● **Exercise**: Reproduce all the lines below exactly and omit the images.

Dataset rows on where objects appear

——————

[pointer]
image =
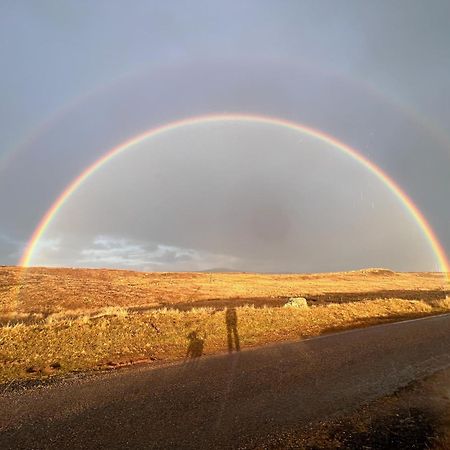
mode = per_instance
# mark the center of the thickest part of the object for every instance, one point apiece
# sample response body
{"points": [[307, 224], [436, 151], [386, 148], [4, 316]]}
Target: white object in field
{"points": [[296, 302]]}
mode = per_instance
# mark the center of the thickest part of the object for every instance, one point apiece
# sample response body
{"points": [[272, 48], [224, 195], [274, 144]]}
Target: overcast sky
{"points": [[80, 77]]}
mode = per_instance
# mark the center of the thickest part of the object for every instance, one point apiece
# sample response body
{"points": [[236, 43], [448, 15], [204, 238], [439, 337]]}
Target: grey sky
{"points": [[81, 77]]}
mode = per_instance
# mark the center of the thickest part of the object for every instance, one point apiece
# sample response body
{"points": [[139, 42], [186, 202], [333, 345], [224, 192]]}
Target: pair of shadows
{"points": [[196, 342]]}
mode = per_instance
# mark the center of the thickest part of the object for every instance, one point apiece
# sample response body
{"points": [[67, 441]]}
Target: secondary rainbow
{"points": [[321, 136]]}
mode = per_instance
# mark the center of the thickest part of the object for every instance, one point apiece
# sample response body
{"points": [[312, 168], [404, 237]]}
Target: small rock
{"points": [[296, 302], [47, 370]]}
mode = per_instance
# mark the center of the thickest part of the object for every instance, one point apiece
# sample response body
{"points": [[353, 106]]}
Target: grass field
{"points": [[56, 321]]}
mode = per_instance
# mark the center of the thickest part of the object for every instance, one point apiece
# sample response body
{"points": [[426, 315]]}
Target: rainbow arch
{"points": [[321, 136]]}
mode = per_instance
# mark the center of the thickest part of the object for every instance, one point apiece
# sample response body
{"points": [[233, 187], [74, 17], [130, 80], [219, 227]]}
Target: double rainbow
{"points": [[319, 135]]}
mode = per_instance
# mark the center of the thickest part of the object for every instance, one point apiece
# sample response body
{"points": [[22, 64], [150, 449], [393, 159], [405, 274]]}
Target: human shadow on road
{"points": [[232, 331]]}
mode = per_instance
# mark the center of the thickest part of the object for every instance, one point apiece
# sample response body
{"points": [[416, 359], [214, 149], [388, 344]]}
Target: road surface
{"points": [[223, 401]]}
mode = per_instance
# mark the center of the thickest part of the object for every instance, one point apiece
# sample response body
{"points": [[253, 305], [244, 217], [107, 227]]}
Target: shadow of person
{"points": [[195, 347], [232, 332]]}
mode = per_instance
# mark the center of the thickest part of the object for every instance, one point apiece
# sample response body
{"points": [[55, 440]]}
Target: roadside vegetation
{"points": [[57, 321]]}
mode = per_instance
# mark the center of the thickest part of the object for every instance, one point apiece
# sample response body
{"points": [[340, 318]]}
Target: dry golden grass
{"points": [[45, 290], [64, 320]]}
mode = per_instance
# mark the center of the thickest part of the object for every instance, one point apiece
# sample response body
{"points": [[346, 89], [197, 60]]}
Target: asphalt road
{"points": [[225, 400]]}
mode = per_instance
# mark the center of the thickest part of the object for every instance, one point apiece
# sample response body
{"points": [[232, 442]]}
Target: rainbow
{"points": [[319, 135]]}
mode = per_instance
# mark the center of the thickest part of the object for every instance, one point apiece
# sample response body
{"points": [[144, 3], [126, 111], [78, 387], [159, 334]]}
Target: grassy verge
{"points": [[58, 345]]}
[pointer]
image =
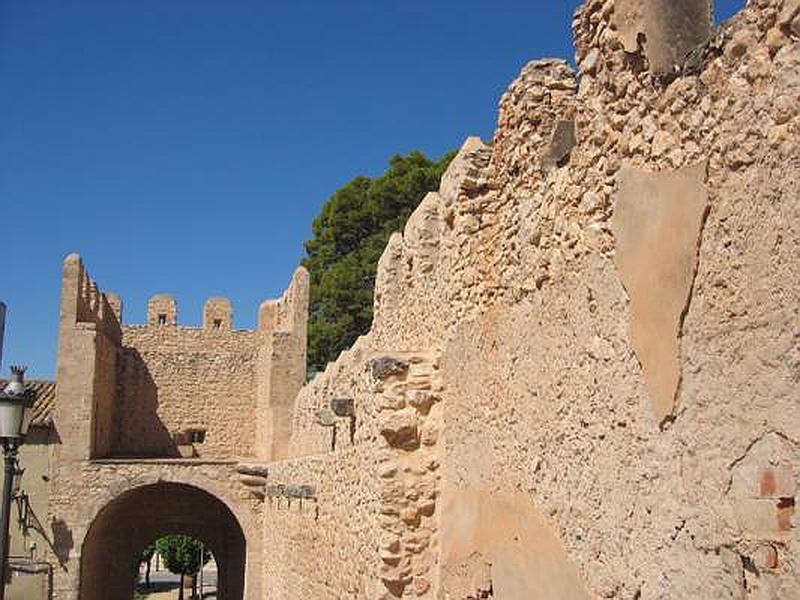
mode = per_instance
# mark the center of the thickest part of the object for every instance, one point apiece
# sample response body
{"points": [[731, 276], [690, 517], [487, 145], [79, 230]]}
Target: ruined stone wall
{"points": [[612, 289], [281, 365], [178, 379]]}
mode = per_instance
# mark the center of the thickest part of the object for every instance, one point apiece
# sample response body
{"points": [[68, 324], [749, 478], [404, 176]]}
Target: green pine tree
{"points": [[350, 234]]}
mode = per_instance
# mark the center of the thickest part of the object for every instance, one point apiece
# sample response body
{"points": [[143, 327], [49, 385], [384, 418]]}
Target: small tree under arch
{"points": [[182, 555]]}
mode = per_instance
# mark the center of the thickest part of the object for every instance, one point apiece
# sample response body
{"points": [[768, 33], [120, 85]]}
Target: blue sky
{"points": [[184, 146]]}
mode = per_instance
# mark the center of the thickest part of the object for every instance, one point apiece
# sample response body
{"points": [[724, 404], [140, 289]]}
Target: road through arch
{"points": [[126, 525]]}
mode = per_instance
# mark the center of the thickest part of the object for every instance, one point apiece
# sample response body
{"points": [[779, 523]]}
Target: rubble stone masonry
{"points": [[582, 375]]}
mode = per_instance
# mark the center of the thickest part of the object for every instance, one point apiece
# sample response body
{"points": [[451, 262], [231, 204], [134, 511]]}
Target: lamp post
{"points": [[15, 416]]}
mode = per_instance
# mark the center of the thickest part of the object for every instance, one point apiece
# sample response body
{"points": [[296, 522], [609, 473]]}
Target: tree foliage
{"points": [[350, 234], [181, 555]]}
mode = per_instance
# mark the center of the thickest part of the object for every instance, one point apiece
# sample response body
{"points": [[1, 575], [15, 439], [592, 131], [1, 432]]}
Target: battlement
{"points": [[84, 302], [290, 310], [616, 34]]}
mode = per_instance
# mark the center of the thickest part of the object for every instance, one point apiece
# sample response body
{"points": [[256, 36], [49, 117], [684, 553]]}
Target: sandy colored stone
{"points": [[657, 224]]}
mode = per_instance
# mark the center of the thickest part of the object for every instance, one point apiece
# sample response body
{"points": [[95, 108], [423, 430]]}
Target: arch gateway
{"points": [[580, 381]]}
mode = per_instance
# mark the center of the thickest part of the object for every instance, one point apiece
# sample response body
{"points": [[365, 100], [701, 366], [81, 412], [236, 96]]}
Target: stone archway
{"points": [[127, 524]]}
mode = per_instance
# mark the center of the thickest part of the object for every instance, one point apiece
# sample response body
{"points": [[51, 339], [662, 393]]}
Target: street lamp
{"points": [[15, 416]]}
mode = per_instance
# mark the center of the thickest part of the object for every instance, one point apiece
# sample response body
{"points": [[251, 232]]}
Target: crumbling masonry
{"points": [[581, 380]]}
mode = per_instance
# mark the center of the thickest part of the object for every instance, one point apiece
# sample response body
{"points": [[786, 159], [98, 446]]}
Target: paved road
{"points": [[164, 585]]}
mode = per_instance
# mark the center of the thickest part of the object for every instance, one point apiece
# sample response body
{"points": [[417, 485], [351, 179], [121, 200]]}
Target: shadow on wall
{"points": [[62, 543], [140, 432]]}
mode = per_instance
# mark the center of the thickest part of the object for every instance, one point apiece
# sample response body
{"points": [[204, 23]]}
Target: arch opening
{"points": [[128, 524]]}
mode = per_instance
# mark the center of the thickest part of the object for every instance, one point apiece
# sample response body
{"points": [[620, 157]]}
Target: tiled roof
{"points": [[45, 400]]}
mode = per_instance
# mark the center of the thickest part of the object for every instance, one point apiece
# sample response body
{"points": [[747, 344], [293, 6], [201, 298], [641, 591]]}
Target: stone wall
{"points": [[174, 380], [612, 288], [581, 379], [129, 401]]}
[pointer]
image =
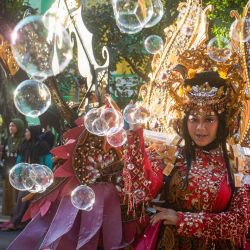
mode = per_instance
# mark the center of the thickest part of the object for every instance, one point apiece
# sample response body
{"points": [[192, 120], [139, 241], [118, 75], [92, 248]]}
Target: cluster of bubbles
{"points": [[32, 98], [133, 15], [109, 122], [42, 47], [83, 197], [106, 122], [34, 178], [220, 48]]}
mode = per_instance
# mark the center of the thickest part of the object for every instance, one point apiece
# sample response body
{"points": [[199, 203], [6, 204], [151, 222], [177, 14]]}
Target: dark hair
{"points": [[221, 135]]}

——————

● **Output**:
[pointer]
image =
mode = per_instance
# mark the center of the thickest part of the object for every instance, one point apiece
# sample response body
{"points": [[307, 224], [436, 151], [386, 148], [4, 316]]}
Target: white object in field
{"points": [[296, 302]]}
mode = per_instance
# mark the center of the thickest part of the object for every instance, one point apiece
# sample response body
{"points": [[272, 48], [224, 195], [274, 144]]}
Target: overcast sky
{"points": [[80, 77]]}
mode = per_instance
# mark the center of the thickest part of the object for every instance, one point apiece
# sample response body
{"points": [[236, 43], [448, 15], [204, 238], [439, 337]]}
Target: grey sky
{"points": [[81, 77]]}
mode = per_instance
# mark the center of the thickest part of the object for every instance, one point apiece
# sample response body
{"points": [[139, 42], [186, 202], [333, 345], [224, 192]]}
Target: pair of shadows
{"points": [[196, 342]]}
mode = per_instance
# mark the center of the thickest part of the object for every instance, one point apiece
# sample response body
{"points": [[67, 441]]}
Target: secondary rainbow
{"points": [[321, 136]]}
mode = per_instance
# mark the center of the thickest part of the object for every instance, one point apiece
# sample response body
{"points": [[312, 168], [404, 237]]}
Target: small rock
{"points": [[296, 302], [47, 370]]}
mode = per_instance
# mark the center of the thickest part of the object for every instance, one point apiece
# sample response body
{"points": [[353, 106]]}
Target: grass field
{"points": [[56, 321]]}
mode = per_instance
# mark the center of the thickest part of the object for every instance, one point apiece
# sample response body
{"points": [[426, 315]]}
Target: rainbow arch
{"points": [[321, 136]]}
mode = per_instance
# mark the center of the thickest part of the object for every instance, one point apiece
# sample response body
{"points": [[233, 187], [74, 17], [130, 80], [219, 227]]}
Target: double rainbow
{"points": [[319, 135]]}
mode = per_instance
# mark the center of the thickest part of the object for every instance, one point apiece
# sample response body
{"points": [[22, 64], [150, 449], [393, 159], [405, 274]]}
Target: human shadow on road
{"points": [[232, 331]]}
mode = per_instance
# mark the center of the thickest part of the object for every instance, one point apiece
# sample response body
{"points": [[416, 359], [214, 149], [388, 344]]}
Target: road surface
{"points": [[223, 401]]}
mode = per_instance
# mark the center of the thickest part of the object for every instance, one point apiece
# sample response body
{"points": [[253, 305], [244, 217], [107, 227]]}
Target: shadow of person
{"points": [[195, 347], [232, 332]]}
mode = per_instance
# mark the center of the thickest part of the object for every instance, one point apiece
# sample response body
{"points": [[55, 440]]}
Target: roadside vegetation
{"points": [[57, 321]]}
mode = per_instance
# mark the center of the thickest part of the object for every instance, one point apiece
# sample response body
{"points": [[340, 318]]}
Target: dry golden grass
{"points": [[45, 290], [64, 320]]}
mode = per_instance
# mark the center of the thickest part of the object for every instance, one point apiece
# sample response body
{"points": [[346, 89], [197, 60]]}
Target: asphalt road
{"points": [[225, 400]]}
mode = per_instance
# mark the center of the thickest part of the object for every instance, one point apiece
# sample response body
{"points": [[232, 442]]}
Target: rainbow
{"points": [[319, 135]]}
mode = per_instance
# mark the center of the thickest part of the object for every instance, one point apiece
# sample response body
{"points": [[144, 3], [126, 111], [78, 387], [159, 334]]}
Target: grassy verge
{"points": [[58, 345]]}
[pointer]
image =
mode = per_instance
# mark the center of the thickest part of the object for every instance, one point apiece
# sample response body
{"points": [[731, 276], [690, 517], [487, 145], [79, 230]]}
Target: ruined stone wall
{"points": [[612, 289], [281, 365], [178, 379]]}
mode = per_instance
# mark the center of the thickest part of the object for every instance, one point apiece
# sample response body
{"points": [[68, 324], [749, 478], [404, 176]]}
Target: green pine tree
{"points": [[350, 234]]}
mode = per_instance
# mark the center of the thickest part of the object for every instance, one point apiece
# sample response body
{"points": [[143, 327], [49, 385], [384, 418]]}
Target: small tree under arch
{"points": [[182, 555]]}
mode = per_instance
# mark the center of the thickest part of the object for every instance, one point apiece
# sample response body
{"points": [[768, 33], [120, 85]]}
Target: blue sky
{"points": [[184, 146]]}
mode = per_instance
# mark the center of the thickest part of the object for every instance, one point apiece
# sample response body
{"points": [[724, 404], [140, 289]]}
Target: road through arch
{"points": [[126, 525]]}
mode = per_instance
# mark the center of the thickest part of the object for every instance, one point apiece
# sample response body
{"points": [[779, 523]]}
Target: rubble stone masonry
{"points": [[582, 375]]}
mode = per_instance
# mark the center of the thickest part of the object for every instance, one point apiece
# sample response body
{"points": [[451, 262], [231, 204], [134, 511]]}
Target: lamp post
{"points": [[15, 416]]}
mode = per_instance
# mark the center of the thickest part of the object for every instance, one point apiece
# sample response body
{"points": [[296, 522], [609, 473]]}
Target: tree foliage
{"points": [[350, 234], [181, 555]]}
mode = per_instance
# mark the center of the thickest part of the object for every instance, one point apiece
# sample response body
{"points": [[1, 575], [15, 439], [592, 131], [1, 432]]}
Target: battlement
{"points": [[84, 302], [290, 310], [616, 34]]}
mode = per_instance
# mark the center of the thickest part of the object for every instance, one point apiece
# sample response body
{"points": [[256, 36], [49, 117], [684, 553]]}
Target: sandy colored stone
{"points": [[657, 224]]}
mode = per_instance
# mark the center of the thickest part of the object for every instance, one point apiece
# sample response body
{"points": [[95, 108], [423, 430]]}
Target: arch gateway
{"points": [[580, 381]]}
mode = per_instance
# mark the center of the thickest part of the object for every instance, one point apiece
# sample response body
{"points": [[365, 100], [701, 366], [81, 412], [236, 96]]}
Target: stone archway
{"points": [[127, 524]]}
mode = per_instance
# mark the center of the thickest part of the object for every instance, one point apiece
# sample response body
{"points": [[51, 339], [662, 393]]}
Target: street lamp
{"points": [[15, 416]]}
mode = per_instance
# mark the center of the thickest part of the object for every instance, one point apiece
# sample response body
{"points": [[251, 232]]}
Target: crumbling masonry
{"points": [[581, 380]]}
mode = per_instance
# mark the center of the thickest part of the object for every instance, one point apiece
# sample response body
{"points": [[786, 159], [98, 446]]}
Target: paved road
{"points": [[164, 585]]}
mode = per_instance
# mark the center of the thickest part of the object for every instance, one point apiece
# sample response body
{"points": [[417, 485], [351, 179], [121, 200]]}
Target: shadow on wall
{"points": [[62, 543], [140, 432]]}
mode = per_instance
# mark the center of the thickest part of the object for every instance, one point apiece
# sample response body
{"points": [[204, 23]]}
Target: arch opening
{"points": [[128, 524]]}
mode = per_instance
# mark the center of the thickest part of the object for every instance, one point apiece
# sample response body
{"points": [[620, 157]]}
Target: tiled roof
{"points": [[45, 400]]}
mode = per_instance
# mark the center of the thickest part of the object for every instance, one point apiece
# sample response body
{"points": [[747, 344], [293, 6], [201, 298], [641, 591]]}
Target: stone wall
{"points": [[174, 380], [612, 288], [581, 379], [129, 401]]}
[pointer]
image =
mode = per_instance
# mark the center of the thickest part of the object for every instance, one point apiece
# sample response body
{"points": [[192, 120], [139, 241], [118, 75], [92, 248]]}
Target: cluster of bubbles
{"points": [[32, 98], [133, 15], [109, 122], [42, 47], [83, 197], [106, 122], [34, 178], [220, 48]]}
mode = per_instance
# mark the center of the thickest part of the object for every instance, one point apiece
# sample response body
{"points": [[199, 203], [6, 204], [151, 222], [177, 14]]}
Target: dark hair
{"points": [[221, 135]]}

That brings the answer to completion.